▶ **Objectif de l'exercice**:
Dans le texte sur les espaces de travail, qu'entraîne une augmentation du nombre de travailleurs ?

▶ **Extrait du document**:
· · · ·

Nous commençons à nous rendre compte qu’un espace de travail peut (et il le fait !) déterminer la manière de maîtriser le comportement et/ou établir une hiérarchie, n’est-ce pas ? Dispositions rigides, ligne de production, système intégré, confidentialité individuelle, inter-connectivité, libre circulation, flexibilité, entre autres, sont les principes, ou plutôt les contraintes, qui nous amènent dans notre rôle d’architecte, à produire des espaces soi-disant « architecture organisationnelle ou de travail ».

Passons au prochain point de réflexion, vous me suivez ? Nous allons parler de l’action de travailler ainsi que des lieux de travail en eux-mêmes. Vous êtes d’accord que l’agencement de ces espaces, tel que mentionnés, nous amènent à penser uniquement à des espaces d’intérieurs ?! Il nous faut donc évoquer l’enveloppe, le bâtiment qui comportent ses milieux. Lentement, les besoins (et nous retrouvons encore ce mot) de la création de ces espaces va s’opérer pour accueillir des travailleurs. Plus de travailleurs, moins d’espace. Moins d’espace, plus de bâtiments.

· · · ·

▶ **Données extraites**:
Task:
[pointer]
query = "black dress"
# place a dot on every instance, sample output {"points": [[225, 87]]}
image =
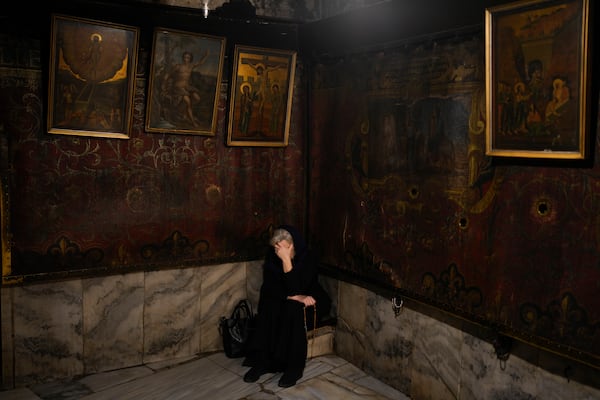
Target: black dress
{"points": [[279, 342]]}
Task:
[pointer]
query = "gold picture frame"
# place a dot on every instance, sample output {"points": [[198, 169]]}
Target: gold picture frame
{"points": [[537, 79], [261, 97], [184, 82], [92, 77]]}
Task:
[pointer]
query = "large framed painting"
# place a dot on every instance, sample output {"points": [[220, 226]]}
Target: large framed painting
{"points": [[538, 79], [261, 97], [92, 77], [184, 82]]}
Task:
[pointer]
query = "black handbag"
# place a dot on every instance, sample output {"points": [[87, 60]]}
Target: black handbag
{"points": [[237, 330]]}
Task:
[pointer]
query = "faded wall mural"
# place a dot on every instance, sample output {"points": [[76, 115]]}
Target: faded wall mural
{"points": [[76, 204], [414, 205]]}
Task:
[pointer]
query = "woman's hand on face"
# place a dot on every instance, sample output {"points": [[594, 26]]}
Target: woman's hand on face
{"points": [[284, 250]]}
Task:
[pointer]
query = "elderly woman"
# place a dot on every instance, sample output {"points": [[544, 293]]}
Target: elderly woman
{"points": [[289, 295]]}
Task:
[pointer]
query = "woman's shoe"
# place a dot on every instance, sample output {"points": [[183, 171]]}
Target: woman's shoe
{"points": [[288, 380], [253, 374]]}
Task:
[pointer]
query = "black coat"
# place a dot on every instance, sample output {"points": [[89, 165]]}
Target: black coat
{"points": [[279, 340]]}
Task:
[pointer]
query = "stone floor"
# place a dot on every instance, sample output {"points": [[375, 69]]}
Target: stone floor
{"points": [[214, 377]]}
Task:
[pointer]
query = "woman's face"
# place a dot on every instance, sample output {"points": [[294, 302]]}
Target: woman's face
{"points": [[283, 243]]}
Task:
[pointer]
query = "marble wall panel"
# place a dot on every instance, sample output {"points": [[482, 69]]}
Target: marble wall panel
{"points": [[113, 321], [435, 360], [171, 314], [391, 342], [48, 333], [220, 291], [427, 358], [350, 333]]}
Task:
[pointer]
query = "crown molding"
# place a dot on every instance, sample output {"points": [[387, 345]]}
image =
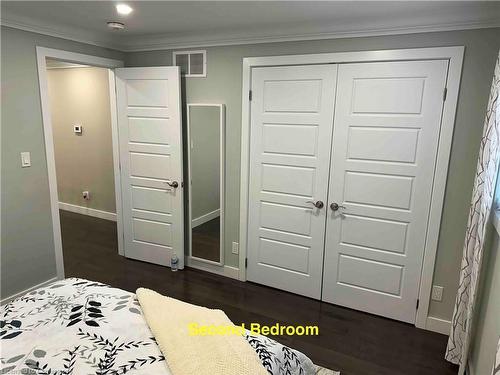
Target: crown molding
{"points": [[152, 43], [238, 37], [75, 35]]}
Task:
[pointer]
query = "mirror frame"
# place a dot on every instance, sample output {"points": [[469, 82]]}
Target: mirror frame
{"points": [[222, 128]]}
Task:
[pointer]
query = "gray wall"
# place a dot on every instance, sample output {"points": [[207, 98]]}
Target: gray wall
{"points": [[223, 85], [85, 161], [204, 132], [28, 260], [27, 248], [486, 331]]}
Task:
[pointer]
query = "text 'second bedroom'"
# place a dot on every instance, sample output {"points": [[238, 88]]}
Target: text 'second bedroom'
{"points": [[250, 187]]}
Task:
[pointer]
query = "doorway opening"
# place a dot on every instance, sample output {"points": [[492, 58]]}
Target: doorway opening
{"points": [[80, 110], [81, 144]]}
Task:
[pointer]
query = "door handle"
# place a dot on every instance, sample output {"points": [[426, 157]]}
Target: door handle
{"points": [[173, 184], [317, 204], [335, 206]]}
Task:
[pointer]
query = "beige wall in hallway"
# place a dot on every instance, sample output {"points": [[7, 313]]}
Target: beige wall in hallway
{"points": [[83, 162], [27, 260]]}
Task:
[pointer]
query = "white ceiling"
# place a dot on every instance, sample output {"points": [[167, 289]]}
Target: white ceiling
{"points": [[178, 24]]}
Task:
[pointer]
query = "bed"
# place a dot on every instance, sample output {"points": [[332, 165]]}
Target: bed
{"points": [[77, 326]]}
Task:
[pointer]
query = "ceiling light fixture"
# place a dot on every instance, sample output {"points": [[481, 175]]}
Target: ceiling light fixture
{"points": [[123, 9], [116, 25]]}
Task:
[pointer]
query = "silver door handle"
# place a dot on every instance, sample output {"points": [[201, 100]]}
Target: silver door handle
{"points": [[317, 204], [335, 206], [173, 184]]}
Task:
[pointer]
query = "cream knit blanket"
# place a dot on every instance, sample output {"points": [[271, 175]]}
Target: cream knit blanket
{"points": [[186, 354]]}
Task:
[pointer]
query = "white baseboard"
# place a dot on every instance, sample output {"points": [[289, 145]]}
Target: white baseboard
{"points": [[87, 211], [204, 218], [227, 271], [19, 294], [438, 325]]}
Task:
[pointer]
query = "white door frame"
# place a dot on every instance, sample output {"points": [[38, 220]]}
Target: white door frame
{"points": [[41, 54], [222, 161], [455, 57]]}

· · · ·

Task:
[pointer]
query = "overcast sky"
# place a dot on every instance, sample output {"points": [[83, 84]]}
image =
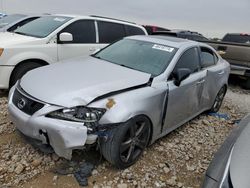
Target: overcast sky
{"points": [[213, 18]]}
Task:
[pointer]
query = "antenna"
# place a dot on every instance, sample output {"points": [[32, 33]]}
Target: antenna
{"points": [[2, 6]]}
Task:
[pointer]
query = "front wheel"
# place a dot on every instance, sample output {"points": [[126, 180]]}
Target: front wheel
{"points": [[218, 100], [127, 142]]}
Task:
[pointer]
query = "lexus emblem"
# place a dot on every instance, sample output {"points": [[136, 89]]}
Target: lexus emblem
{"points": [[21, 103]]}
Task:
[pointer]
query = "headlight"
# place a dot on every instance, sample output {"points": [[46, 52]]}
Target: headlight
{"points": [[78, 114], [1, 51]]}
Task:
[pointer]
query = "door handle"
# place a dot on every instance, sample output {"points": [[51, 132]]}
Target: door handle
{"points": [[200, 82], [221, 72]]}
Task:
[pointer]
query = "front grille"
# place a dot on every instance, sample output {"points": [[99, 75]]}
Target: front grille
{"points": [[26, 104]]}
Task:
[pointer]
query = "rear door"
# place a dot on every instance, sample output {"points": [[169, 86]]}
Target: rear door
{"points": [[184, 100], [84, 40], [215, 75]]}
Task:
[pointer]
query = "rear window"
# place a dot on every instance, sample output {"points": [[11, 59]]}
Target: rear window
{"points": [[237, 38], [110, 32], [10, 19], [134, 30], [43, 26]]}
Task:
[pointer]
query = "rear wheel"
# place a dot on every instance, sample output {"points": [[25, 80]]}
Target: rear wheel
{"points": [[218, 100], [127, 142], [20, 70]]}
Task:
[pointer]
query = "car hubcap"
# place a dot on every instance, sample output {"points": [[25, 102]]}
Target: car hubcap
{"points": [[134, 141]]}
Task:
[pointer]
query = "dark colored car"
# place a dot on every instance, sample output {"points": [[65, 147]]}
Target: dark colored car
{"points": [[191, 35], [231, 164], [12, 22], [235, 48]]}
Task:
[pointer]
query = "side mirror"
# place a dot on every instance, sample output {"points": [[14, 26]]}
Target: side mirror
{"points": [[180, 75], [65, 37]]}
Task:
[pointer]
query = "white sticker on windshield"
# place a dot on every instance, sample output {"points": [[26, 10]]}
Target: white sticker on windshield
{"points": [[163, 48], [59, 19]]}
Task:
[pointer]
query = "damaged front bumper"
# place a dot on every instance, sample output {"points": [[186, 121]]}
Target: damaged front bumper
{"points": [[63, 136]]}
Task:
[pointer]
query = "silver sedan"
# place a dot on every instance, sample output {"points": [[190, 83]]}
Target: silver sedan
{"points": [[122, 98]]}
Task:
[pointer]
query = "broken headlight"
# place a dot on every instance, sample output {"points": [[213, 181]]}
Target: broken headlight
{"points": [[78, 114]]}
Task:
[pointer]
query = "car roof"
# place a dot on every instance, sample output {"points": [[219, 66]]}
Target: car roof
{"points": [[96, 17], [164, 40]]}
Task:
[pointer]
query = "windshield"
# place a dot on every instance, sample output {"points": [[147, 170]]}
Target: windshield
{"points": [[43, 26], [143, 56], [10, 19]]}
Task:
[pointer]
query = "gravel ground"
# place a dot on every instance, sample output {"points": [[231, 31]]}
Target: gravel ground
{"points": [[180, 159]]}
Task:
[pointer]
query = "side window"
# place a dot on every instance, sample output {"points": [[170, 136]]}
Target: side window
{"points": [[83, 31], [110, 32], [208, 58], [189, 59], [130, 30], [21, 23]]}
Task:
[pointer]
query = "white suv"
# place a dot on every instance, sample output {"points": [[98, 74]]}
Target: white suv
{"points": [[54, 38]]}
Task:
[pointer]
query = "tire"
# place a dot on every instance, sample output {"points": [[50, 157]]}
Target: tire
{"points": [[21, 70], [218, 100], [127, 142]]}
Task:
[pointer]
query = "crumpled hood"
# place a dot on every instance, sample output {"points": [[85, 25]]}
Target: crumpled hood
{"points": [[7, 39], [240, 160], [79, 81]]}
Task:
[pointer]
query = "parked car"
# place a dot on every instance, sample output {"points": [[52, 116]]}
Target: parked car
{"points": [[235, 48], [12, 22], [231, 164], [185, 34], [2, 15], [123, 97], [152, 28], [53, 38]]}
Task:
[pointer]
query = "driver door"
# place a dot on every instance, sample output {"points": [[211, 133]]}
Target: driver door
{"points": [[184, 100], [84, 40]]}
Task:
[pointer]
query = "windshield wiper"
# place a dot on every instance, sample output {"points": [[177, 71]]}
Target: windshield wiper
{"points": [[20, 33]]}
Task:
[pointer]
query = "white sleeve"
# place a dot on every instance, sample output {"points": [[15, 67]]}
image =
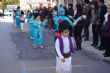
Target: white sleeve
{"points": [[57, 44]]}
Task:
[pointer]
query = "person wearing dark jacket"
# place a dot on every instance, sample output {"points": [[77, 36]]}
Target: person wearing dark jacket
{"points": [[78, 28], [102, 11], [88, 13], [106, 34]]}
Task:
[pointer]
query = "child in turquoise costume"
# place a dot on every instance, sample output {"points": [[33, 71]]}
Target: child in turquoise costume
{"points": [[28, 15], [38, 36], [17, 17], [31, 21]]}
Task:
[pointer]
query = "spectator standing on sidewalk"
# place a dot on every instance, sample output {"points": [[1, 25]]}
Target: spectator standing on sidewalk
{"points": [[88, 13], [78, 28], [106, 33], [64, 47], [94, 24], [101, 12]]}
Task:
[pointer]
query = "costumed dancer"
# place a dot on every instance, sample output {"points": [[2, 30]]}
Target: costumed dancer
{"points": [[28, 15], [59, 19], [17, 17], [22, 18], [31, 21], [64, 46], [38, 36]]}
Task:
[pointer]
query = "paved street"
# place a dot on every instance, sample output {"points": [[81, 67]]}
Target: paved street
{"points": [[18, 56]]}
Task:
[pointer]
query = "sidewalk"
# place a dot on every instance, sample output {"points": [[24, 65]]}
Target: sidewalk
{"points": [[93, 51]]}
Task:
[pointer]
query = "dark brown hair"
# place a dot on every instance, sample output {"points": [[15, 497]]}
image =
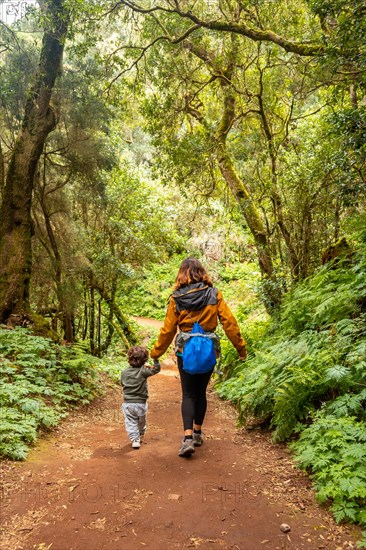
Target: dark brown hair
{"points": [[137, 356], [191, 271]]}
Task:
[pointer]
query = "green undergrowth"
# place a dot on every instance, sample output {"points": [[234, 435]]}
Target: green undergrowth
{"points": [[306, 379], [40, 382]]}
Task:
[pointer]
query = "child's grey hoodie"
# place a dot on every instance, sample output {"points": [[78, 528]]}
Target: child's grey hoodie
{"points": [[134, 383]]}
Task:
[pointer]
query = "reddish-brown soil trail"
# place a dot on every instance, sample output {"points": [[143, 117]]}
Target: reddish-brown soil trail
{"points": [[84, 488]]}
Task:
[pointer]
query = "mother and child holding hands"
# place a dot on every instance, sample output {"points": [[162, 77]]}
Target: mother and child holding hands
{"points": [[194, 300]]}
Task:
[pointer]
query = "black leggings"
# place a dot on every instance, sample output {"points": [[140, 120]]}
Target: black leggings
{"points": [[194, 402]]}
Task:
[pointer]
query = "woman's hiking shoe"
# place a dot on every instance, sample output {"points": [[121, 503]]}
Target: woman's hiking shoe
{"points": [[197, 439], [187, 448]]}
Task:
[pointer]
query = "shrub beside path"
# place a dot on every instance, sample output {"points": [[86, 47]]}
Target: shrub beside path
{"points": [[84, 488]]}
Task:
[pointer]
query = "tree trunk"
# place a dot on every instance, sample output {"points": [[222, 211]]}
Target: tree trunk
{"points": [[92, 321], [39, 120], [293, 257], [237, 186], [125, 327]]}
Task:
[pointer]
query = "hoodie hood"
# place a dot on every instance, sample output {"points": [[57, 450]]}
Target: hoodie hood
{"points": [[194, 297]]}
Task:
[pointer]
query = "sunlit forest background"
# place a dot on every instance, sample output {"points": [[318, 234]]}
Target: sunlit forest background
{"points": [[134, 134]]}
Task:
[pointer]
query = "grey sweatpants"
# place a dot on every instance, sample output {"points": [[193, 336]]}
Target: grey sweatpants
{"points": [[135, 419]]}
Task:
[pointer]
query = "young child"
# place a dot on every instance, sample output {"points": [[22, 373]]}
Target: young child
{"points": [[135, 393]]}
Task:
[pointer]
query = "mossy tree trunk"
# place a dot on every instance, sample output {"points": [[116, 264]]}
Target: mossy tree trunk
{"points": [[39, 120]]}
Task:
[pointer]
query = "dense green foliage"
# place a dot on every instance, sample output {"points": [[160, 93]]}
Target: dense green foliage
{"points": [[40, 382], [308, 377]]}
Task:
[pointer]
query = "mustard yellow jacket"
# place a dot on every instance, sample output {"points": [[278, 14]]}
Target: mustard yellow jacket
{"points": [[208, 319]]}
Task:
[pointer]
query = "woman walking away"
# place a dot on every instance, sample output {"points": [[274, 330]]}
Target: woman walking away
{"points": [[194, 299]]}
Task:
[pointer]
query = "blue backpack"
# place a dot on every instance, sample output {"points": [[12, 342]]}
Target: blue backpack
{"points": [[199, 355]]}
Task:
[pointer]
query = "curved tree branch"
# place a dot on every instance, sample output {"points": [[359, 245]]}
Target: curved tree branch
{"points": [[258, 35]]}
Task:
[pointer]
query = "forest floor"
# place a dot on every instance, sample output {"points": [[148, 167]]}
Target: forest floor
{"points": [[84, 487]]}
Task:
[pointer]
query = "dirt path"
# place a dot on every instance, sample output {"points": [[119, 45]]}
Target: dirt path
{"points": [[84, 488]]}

· · · ·

▶ **Corrigé**:
Moins d'espace.